====== RAW RECORDS

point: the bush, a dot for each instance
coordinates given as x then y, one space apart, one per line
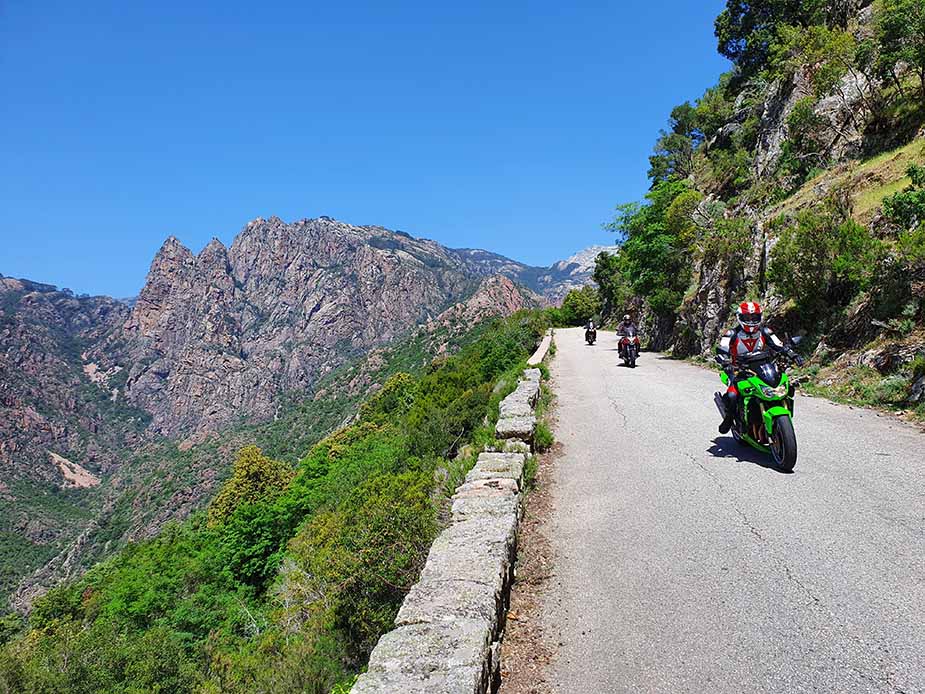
907 208
821 261
255 479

============

DIRECTIVE
Reproduce the records above with "bush" swapped for "shrub" and nothing else altered, leaving the pictures out.

EXPECTED OUTPUT
point: the shrub, a dot for each instance
coordinates given as x then y, one space apart, one per line
907 208
821 261
255 479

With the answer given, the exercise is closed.